● **EXERCISE INSTRUCTIONS**:
Word for word, reproduce all of the entries shown below.

● **SUPPLIED INFORMATION**:
'''

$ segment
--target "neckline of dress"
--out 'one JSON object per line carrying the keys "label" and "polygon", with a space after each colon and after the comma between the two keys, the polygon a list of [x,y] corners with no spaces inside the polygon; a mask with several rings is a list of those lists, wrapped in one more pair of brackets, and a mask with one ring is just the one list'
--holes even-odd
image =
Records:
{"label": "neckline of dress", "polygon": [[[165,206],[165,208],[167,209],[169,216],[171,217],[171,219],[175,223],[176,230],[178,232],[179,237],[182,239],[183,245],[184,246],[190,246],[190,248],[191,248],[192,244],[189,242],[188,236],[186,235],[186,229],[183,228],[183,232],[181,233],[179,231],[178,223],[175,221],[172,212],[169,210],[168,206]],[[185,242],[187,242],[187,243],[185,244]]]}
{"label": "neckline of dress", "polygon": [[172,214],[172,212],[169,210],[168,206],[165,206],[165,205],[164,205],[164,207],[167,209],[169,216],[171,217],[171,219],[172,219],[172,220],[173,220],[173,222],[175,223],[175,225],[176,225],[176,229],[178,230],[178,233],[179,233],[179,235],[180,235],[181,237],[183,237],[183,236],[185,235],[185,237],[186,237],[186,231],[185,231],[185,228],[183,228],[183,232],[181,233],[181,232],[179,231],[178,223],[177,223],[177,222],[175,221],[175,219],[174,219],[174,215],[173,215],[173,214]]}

'''

● **TASK SOLUTION**:
$ segment
--target "neckline of dress"
--out 'one JSON object per line carrying the keys "label" and "polygon", with a space after each colon and after the comma between the two keys, the polygon a list of [x,y] corners with no spaces inside the polygon; a mask with several rings is a list of those lists, wrapped in one more pair of brackets, and a mask with one ring is just the one list'
--holes even-odd
image =
Records:
{"label": "neckline of dress", "polygon": [[[165,206],[165,208],[167,209],[169,216],[171,217],[171,219],[175,223],[176,230],[178,232],[179,237],[182,239],[183,245],[184,246],[190,246],[190,248],[191,248],[192,244],[189,242],[188,236],[186,235],[186,229],[183,228],[183,232],[181,233],[179,231],[178,223],[175,221],[172,212],[169,210],[168,206]],[[185,242],[187,242],[187,243],[185,244]]]}
{"label": "neckline of dress", "polygon": [[172,214],[172,212],[169,210],[168,206],[165,206],[165,205],[164,205],[164,207],[167,209],[169,216],[171,217],[171,219],[172,219],[172,220],[173,220],[173,222],[175,223],[175,225],[176,225],[176,229],[178,230],[178,233],[179,233],[179,235],[180,235],[181,237],[183,237],[183,236],[185,235],[185,237],[186,237],[186,231],[185,231],[185,228],[183,228],[183,232],[181,233],[181,232],[179,231],[178,223],[177,223],[177,222],[175,221],[175,219],[174,219],[174,215],[173,215],[173,214]]}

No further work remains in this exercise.